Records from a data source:
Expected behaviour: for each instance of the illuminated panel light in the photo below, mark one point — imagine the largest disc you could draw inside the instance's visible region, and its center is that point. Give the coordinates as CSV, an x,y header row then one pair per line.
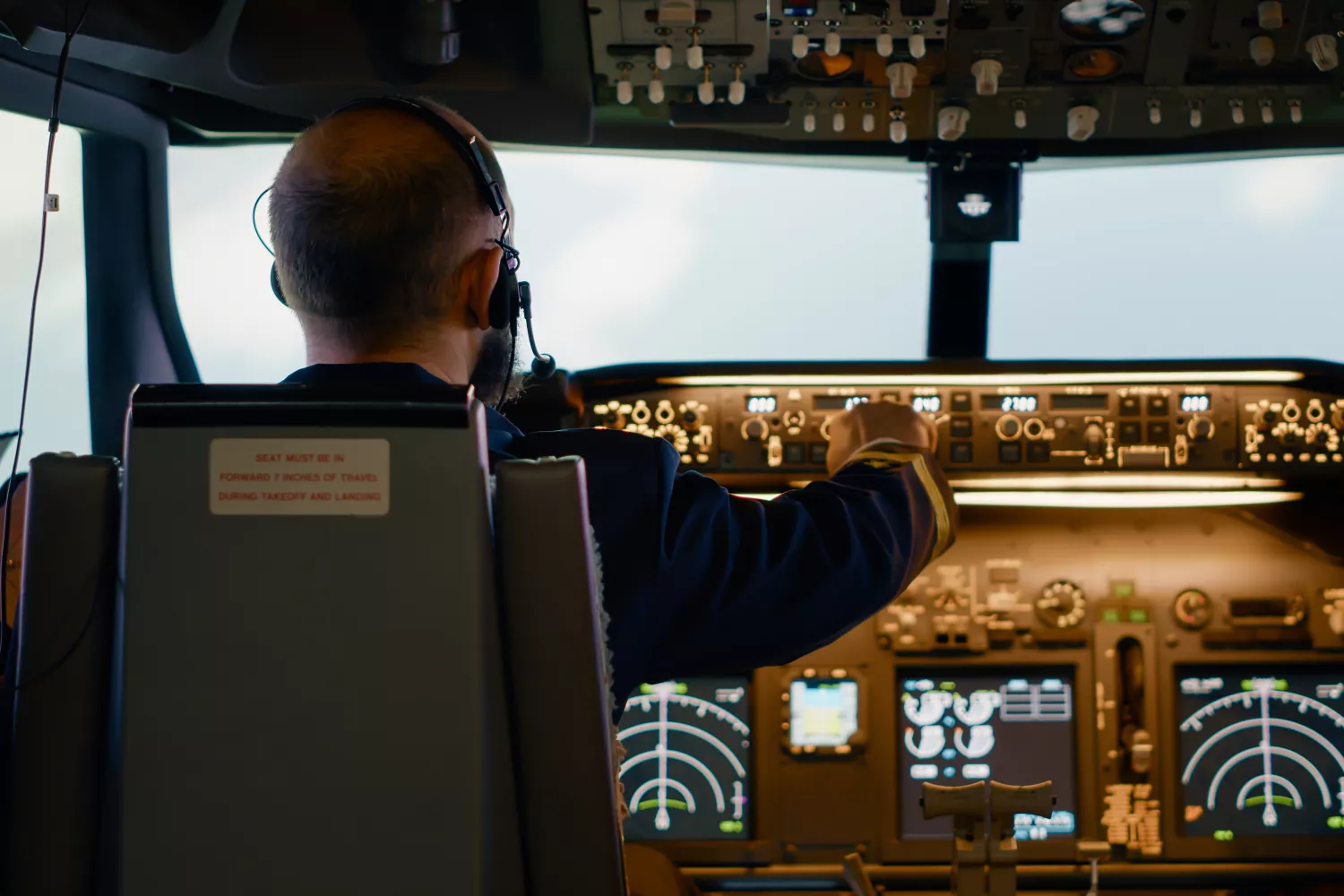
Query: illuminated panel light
x,y
1123,500
1102,500
988,379
1120,481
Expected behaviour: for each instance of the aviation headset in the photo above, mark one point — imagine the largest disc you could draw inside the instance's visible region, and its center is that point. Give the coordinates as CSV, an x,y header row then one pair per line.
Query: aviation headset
x,y
510,296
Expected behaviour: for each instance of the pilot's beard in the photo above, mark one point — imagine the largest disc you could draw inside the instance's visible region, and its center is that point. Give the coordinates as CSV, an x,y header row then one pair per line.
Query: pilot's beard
x,y
496,375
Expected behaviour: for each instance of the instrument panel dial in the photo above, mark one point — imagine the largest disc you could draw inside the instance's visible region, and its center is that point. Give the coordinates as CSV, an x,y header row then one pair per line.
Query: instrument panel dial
x,y
1062,605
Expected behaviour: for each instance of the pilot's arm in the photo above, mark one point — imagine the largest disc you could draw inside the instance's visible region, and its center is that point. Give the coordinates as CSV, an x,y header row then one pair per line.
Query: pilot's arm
x,y
746,583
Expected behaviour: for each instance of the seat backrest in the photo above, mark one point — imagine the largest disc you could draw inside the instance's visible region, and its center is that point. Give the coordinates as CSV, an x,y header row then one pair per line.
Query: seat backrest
x,y
311,692
561,694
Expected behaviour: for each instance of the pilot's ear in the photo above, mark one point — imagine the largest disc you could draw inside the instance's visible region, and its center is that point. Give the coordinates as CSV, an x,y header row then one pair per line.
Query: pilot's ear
x,y
476,282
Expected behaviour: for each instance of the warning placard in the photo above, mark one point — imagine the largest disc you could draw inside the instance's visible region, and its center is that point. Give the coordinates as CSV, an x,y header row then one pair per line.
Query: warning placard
x,y
300,477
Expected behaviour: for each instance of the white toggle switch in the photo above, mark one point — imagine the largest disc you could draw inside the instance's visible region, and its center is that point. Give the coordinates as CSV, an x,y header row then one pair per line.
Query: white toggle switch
x,y
1325,51
1271,15
986,75
1082,123
1262,50
952,123
902,77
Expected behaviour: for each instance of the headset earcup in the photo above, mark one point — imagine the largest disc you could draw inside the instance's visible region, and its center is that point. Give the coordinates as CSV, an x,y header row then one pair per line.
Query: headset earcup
x,y
504,301
274,287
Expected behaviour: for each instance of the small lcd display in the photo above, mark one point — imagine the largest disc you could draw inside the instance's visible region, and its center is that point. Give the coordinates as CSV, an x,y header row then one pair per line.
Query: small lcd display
x,y
1261,751
1064,402
838,402
926,403
687,761
1010,403
1193,403
823,712
762,405
959,726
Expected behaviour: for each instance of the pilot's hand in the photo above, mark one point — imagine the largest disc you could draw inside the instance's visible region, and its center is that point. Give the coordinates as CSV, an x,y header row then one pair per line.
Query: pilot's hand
x,y
874,422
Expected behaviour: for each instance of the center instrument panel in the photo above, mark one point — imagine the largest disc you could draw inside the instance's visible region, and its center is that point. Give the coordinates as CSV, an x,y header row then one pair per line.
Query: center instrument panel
x,y
1115,616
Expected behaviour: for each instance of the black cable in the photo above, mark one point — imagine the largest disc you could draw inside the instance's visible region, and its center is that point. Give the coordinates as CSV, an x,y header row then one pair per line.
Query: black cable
x,y
53,125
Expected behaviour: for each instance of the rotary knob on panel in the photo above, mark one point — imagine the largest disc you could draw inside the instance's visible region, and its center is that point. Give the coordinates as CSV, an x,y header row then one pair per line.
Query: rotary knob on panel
x,y
1062,605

◆ **WHAT THE EXERCISE ASKS**: Copy each line of the records precisely and drop any images they hold.

◆ **WRITTEN REPLY**:
Expected behaviour: for each instance of the illuminated panel light in the photo below, mark one point — imagine the largest disc you could draw inside the instance's visible region, and its center is that point. Give the coordinates as CSV, an x,y header row then one pair per line.
Query: illuminated panel light
x,y
1123,500
1102,500
988,379
1120,481
Expected behaviour: for each instance of the aviation headset in the photo above, mark one point — imagine the largest disc you could draw inside the instance's visible region, and its center is that point. Give the coordinates as CSV, an x,y header row then one pair per line.
Query: aviation headset
x,y
510,296
Expected behaviour: for each instance of the pilot's beard in the photo above, mark one point — imagine the largest disc you could draw inside the instance's visible region, and its center is that point. Give the coordinates as CSV, an x,y header row then one pair per line.
Query: pilot's beard
x,y
496,375
Expected behaviour: for each instance of the instrument panel dial in the photo above, mark one point — imagine the largest disc you could draw inside the instance's visible region, and its center is that point. Give the coordinates as CSV, an x,y header row then one pair per line.
Query: instrument panel dial
x,y
1062,605
Expected behaviour: for each instance of the pilot's arm in the photo above, mark one point — imagine the largest disc you could draw inside the instance's visible region, and its center is that point. Give the coordinates as CSV, an x,y header row then one pair per line.
Query: pilot's arm
x,y
746,583
Expected behaviour: for each instance of the seat backrest in the photo above, mark one point — imagine the largest disc you could draw inside the instance's visible region, and its center is that point. Give the coordinates as CSV, an x,y header row then one pair per line.
Query: seat backrest
x,y
311,692
561,694
Expected behaviour: for each instance of the pilot's ear in the photo above, mark one point — imagine the largest disc you could draw inside the instance's visible region, and its center is that point. Give the coordinates as CSV, an x,y header row then one pair per line.
Query: pilot's ear
x,y
476,282
Expected behaviour: for each instance of the warning placard in the photo above, mark one point — imagine the largest disc you could draw inside the instance's visible region, and its center is that point. Give the coordinates as CSV, an x,y header row then one pair per line.
Query: warning placard
x,y
300,477
Expected behaviour: for each instance of the white toggle switch in the photo above, mark one point — imagine the largest disc you could draw inside the instance's visible region, and its center is that point. Give the coordinates as CSV, an x,y header row then one pair per line.
Query: white toggle switch
x,y
1325,51
1271,15
986,75
1082,123
1262,50
952,123
902,77
Expected behaviour: for each instance of the headset earcup in the photo above, mark one point — imagine the largest disc you could draw inside the instance's visible region, and its center is that point. Give the coordinates as CSV, an x,y header row then one pair per line.
Query: headset earcup
x,y
504,301
274,287
Expected behaviour: for each instance of the small lcd display in the photo above, mark one point — imagine the largest disc you could draw inside the instance's visible region, and its center is that point. Give the coordinates as CSV, an x,y header row then one pair per line.
Query: small lcd display
x,y
1261,751
1064,402
838,402
926,403
687,761
1010,403
1193,403
823,712
762,405
959,726
Expected behaviour: for each instance of the pilot's hand in the photo above, mark one point — imagine the largest disc you could draw inside the instance's visible region, and its center is that point. Give the coordinates as CSV, an x,y header row then one pair per line.
Query: pilot's hand
x,y
874,422
Expected behaviour: for each instance of the center instrument panel in the photo above, mark one point — imagine the largest disc you could draw inside the instance's visible region, and its center is that point. Give the coordinates as CSV, an x,y header row then one pair per line.
Query: center instrument panel
x,y
1115,616
Expected behaviour: for each instance of the black cable in the photo above, mark one point — imagine the largest disc you could draw inside the instance's visible region, and its center is that point. Give the coordinates as CSV, an x,y header row then one pair per line.
Query: black cable
x,y
53,125
Expected behaviour: for each instance of the rotary knob on panel in the photo above, mark one point — imagine the largest disc you could draw inside the instance's visible region, and its center is that point. Give the coordinates as CSV, an x,y header row then one pair per line.
Query: rotary knob on panel
x,y
1062,605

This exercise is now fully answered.